== STATED EXERCISE ==
Please copy every line of the entries below, reproducing each character without change.

== DATASET EXCERPTS ==
++++++++++++++++++++
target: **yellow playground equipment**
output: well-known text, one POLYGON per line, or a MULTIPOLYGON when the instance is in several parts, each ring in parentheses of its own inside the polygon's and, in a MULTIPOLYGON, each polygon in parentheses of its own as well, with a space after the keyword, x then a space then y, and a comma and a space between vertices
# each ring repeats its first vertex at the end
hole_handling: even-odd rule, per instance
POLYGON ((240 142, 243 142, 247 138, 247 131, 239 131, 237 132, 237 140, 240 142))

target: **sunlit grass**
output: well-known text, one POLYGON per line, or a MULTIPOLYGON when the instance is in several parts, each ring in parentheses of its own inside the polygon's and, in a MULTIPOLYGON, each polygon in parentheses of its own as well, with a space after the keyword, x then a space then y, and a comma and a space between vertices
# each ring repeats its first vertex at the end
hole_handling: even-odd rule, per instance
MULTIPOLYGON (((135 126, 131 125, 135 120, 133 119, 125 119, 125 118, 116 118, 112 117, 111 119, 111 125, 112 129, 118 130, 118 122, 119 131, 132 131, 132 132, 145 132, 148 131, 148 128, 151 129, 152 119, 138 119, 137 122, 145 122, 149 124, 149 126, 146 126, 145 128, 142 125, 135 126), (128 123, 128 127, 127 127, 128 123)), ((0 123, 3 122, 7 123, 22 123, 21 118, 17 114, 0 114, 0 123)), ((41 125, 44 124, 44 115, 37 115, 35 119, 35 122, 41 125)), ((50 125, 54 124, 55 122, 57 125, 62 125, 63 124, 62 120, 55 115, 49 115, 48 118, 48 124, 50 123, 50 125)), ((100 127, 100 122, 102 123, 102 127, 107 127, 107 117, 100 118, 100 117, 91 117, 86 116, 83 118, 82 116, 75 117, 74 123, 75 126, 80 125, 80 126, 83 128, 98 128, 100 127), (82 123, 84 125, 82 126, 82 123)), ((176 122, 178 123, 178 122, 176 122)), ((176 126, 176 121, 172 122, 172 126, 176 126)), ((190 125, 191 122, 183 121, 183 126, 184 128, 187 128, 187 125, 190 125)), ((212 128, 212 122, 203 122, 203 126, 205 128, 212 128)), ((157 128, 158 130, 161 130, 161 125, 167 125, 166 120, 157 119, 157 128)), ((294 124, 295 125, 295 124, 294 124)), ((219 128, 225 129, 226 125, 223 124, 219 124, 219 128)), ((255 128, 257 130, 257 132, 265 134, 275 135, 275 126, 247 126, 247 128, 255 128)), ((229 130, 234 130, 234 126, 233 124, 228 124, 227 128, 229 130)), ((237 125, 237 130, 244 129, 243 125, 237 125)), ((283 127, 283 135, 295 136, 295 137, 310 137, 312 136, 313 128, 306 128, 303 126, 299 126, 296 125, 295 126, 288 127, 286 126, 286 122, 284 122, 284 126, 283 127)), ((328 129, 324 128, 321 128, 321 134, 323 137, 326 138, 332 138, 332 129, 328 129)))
++++++++++++++++++++
== EXERCISE RESPONSE ==
target: **yellow playground equipment**
output: well-known text, one POLYGON per line, or a MULTIPOLYGON when the instance is in several parts, each ring in parentheses of its own inside the polygon's and, in a MULTIPOLYGON, each polygon in parentheses of its own as well, with a space after the keyword, x then a space then y, and a comma and a space between vertices
# each ring repeats its first vertex at the end
hole_handling: even-odd rule, per instance
POLYGON ((240 142, 243 142, 247 138, 247 131, 239 131, 237 132, 237 140, 240 142))

target: **sunlit grass**
output: well-known text, one POLYGON per line, or a MULTIPOLYGON when the instance is in several parts, each ring in parentheses of its own inside the polygon's and, in a MULTIPOLYGON, each polygon in parentheses of its own as well, with a space after the keyword, x then a space then y, and a comma and a space between vertices
# each ring repeats its first vertex at the end
hole_handling: even-odd rule, per instance
MULTIPOLYGON (((135 126, 131 125, 135 120, 133 119, 125 119, 125 118, 116 118, 112 117, 111 119, 111 125, 112 129, 118 130, 118 122, 119 131, 132 131, 132 132, 145 132, 148 131, 148 128, 151 129, 152 119, 138 119, 137 122, 145 122, 149 124, 149 126, 146 126, 145 128, 142 125, 135 126), (128 123, 128 127, 127 127, 128 123)), ((0 123, 3 122, 7 123, 22 123, 21 118, 17 114, 0 114, 0 123)), ((41 125, 44 124, 44 115, 37 115, 35 119, 35 122, 41 125)), ((50 125, 54 124, 55 122, 57 125, 62 125, 63 124, 62 120, 55 115, 49 115, 48 118, 48 124, 50 123, 50 125)), ((100 127, 100 122, 102 123, 102 127, 107 127, 107 117, 100 118, 100 117, 91 117, 86 116, 83 118, 82 116, 75 117, 74 123, 75 126, 80 125, 80 126, 83 128, 98 128, 100 127), (82 123, 84 125, 82 126, 82 123)), ((176 122, 178 123, 178 122, 176 122)), ((176 126, 176 121, 172 122, 172 126, 176 126)), ((190 125, 191 122, 183 121, 183 126, 184 128, 187 128, 187 125, 190 125)), ((212 128, 212 122, 203 122, 203 126, 205 128, 212 128)), ((157 128, 158 130, 161 130, 161 125, 167 125, 166 120, 157 119, 157 128)), ((294 124, 295 125, 295 124, 294 124)), ((219 128, 225 129, 226 125, 223 124, 219 124, 219 128)), ((255 128, 257 130, 257 132, 265 134, 275 135, 275 126, 247 126, 247 128, 255 128)), ((229 130, 234 130, 234 126, 233 124, 228 124, 227 128, 229 130)), ((237 125, 237 130, 244 129, 243 125, 237 125)), ((283 127, 283 135, 295 136, 295 137, 310 137, 312 136, 313 128, 306 128, 303 126, 299 126, 296 125, 295 126, 288 127, 286 126, 286 122, 284 122, 284 126, 283 127)), ((328 129, 324 128, 321 128, 321 134, 323 137, 326 138, 332 138, 332 129, 328 129)))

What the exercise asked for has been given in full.